═════ Provided data ═════

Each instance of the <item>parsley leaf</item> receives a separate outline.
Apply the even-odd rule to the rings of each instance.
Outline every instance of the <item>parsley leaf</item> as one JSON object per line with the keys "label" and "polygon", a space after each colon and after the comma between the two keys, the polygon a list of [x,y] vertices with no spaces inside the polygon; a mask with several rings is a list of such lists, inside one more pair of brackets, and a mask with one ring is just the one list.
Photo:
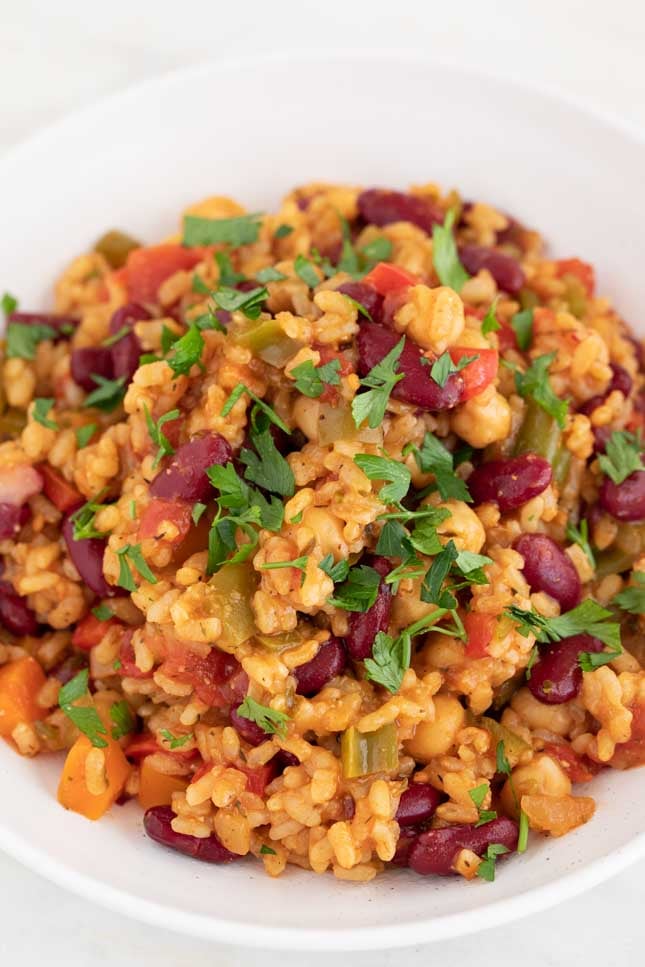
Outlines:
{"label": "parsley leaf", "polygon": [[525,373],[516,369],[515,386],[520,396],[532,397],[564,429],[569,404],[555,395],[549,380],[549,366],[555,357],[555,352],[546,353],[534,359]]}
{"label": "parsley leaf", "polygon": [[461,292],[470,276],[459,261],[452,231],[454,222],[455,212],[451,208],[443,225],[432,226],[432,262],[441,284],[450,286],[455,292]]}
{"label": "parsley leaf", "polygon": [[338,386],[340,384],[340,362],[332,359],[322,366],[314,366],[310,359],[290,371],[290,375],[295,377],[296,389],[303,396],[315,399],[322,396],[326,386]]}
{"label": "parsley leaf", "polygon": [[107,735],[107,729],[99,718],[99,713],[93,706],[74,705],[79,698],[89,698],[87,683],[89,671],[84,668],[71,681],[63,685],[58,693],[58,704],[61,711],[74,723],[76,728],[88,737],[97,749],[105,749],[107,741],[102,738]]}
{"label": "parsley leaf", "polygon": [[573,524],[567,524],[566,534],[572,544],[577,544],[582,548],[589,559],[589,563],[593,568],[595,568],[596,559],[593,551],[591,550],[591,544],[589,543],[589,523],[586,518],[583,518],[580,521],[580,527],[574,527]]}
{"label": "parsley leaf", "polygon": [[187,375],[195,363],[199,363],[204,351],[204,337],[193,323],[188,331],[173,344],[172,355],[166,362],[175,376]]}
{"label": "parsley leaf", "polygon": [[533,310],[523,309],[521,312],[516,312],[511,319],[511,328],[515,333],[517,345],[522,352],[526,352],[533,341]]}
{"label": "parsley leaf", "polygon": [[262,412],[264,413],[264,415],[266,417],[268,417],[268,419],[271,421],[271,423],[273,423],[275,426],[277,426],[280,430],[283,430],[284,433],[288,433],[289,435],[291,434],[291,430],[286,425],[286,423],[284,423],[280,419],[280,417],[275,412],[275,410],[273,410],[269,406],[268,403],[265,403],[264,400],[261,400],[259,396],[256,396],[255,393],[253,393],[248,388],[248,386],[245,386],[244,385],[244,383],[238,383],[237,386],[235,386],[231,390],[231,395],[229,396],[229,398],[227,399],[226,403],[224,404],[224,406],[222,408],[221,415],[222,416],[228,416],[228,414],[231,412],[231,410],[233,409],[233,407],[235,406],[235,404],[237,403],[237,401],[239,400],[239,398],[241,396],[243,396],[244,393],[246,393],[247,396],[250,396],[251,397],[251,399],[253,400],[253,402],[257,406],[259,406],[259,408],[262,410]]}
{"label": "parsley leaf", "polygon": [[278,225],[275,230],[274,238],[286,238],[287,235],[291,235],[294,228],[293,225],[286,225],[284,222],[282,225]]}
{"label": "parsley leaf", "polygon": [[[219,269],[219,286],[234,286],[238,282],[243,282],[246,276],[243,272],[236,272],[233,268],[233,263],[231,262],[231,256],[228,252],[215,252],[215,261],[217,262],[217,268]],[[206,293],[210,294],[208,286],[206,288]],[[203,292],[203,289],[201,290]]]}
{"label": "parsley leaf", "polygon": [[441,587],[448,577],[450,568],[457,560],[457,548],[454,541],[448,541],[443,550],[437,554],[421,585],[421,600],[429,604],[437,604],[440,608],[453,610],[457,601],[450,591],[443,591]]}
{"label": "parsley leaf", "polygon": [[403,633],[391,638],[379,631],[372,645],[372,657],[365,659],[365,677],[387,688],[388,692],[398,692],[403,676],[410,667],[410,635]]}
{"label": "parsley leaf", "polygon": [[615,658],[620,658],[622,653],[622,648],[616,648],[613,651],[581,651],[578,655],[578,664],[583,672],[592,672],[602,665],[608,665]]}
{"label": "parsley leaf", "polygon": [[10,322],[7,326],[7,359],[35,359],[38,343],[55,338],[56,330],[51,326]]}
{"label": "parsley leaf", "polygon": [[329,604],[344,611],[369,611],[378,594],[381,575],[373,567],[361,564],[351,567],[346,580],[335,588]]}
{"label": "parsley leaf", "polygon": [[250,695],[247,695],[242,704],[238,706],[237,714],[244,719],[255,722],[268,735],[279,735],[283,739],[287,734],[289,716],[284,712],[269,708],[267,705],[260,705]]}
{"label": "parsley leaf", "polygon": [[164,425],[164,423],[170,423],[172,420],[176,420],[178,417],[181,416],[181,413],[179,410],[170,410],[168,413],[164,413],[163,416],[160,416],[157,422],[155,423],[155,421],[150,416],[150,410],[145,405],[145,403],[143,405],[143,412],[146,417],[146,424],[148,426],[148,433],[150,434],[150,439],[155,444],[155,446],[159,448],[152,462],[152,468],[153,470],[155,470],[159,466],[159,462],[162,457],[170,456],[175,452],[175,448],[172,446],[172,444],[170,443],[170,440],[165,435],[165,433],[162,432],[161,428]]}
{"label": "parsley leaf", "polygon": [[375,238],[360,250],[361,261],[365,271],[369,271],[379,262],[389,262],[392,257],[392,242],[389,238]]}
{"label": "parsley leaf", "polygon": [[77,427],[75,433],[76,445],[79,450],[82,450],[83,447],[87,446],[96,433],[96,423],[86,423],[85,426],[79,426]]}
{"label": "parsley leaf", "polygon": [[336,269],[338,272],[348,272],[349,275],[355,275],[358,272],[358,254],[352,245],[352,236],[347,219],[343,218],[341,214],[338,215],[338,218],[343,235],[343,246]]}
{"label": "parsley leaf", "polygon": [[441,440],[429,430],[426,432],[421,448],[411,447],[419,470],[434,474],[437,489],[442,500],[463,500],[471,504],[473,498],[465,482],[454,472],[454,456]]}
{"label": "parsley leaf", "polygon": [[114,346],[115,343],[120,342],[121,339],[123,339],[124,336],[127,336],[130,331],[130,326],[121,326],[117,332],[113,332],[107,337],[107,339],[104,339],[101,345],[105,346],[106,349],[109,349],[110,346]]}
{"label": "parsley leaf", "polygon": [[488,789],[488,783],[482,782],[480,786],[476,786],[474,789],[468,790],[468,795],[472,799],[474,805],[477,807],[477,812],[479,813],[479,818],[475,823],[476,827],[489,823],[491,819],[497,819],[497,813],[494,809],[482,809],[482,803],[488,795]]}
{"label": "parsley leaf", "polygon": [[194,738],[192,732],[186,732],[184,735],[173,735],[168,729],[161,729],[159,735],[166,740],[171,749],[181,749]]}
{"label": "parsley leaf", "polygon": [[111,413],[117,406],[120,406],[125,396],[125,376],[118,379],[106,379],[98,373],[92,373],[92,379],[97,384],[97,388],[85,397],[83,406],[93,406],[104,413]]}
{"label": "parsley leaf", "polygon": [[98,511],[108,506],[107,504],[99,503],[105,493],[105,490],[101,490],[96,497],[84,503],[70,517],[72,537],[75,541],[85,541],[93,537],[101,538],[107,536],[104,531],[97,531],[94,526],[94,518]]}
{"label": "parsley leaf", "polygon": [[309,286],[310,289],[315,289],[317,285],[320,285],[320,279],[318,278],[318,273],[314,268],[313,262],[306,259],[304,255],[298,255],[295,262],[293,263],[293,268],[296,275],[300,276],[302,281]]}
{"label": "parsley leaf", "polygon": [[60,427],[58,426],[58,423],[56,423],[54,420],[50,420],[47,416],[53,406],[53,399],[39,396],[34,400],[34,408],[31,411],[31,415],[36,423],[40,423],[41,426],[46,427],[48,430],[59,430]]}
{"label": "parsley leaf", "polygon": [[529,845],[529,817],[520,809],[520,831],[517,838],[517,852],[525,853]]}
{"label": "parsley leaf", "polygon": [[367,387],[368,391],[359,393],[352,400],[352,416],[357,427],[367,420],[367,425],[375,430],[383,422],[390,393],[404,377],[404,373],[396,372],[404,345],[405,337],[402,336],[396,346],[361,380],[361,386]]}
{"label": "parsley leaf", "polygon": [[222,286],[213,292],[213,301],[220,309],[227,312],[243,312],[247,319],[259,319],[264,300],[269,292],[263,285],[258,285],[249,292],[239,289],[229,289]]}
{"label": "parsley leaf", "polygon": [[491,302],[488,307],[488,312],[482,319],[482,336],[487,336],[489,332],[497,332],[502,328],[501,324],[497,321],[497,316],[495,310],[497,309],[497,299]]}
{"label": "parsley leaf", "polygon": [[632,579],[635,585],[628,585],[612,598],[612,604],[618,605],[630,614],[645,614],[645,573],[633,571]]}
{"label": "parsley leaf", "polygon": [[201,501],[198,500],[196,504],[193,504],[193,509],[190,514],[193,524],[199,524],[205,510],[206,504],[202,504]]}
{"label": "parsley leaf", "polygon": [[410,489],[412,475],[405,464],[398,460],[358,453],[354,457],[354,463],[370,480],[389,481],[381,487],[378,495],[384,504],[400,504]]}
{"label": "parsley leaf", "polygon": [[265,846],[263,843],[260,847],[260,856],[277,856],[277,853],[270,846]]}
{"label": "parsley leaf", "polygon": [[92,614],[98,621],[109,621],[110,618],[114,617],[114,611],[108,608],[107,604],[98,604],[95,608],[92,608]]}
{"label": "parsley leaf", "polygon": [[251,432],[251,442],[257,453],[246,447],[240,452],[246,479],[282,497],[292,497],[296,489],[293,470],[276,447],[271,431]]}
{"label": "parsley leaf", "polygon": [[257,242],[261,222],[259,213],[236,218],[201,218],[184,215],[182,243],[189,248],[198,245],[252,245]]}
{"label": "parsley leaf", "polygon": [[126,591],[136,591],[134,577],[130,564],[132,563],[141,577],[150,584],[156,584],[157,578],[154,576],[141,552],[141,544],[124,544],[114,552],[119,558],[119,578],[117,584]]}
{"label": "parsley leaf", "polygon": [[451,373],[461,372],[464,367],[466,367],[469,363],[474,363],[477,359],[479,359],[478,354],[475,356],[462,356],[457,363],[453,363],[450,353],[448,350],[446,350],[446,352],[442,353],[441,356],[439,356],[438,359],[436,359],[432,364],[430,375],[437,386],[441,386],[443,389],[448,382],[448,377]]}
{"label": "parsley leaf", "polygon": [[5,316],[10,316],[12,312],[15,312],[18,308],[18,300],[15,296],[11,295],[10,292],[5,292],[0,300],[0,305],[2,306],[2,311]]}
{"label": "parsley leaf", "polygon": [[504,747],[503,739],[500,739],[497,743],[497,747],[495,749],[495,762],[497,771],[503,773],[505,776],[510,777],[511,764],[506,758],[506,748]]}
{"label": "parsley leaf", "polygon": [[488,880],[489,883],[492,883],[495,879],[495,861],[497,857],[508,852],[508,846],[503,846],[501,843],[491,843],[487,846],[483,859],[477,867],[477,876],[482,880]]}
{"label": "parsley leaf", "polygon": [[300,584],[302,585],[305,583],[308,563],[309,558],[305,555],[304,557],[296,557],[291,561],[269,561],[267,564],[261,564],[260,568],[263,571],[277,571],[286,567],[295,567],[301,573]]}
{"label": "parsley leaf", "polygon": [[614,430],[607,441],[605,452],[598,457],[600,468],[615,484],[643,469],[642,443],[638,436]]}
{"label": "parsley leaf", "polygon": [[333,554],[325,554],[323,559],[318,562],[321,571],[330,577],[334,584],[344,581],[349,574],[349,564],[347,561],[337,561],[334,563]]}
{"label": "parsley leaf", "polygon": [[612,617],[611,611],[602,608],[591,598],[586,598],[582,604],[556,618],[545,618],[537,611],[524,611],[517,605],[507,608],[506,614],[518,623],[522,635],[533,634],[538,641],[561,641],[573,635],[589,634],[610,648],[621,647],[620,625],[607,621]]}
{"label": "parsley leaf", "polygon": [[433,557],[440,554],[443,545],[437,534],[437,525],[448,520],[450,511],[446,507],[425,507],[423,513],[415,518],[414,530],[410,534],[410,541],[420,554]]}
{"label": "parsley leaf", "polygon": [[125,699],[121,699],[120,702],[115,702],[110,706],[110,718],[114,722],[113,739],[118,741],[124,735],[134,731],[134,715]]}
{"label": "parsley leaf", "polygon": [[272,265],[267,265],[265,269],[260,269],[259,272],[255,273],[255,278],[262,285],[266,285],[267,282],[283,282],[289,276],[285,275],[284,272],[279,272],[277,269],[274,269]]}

═════

• Prompt: Take every line above that includes the string "rings" and return it.

• Result of the exercise:
Apply the even-odd rule to the rings of each instance.
Outline every instance of the <item>parsley leaf</item> as one JSON object per line with the keys "label" and "polygon", a space after each colon and after the comma between the two keys, the polygon a list of [x,y] vertices with no spaces inside the polygon; a mask with several rings is a list of such lists, inside one more pair of brackets, and a mask with one ring is just the one list.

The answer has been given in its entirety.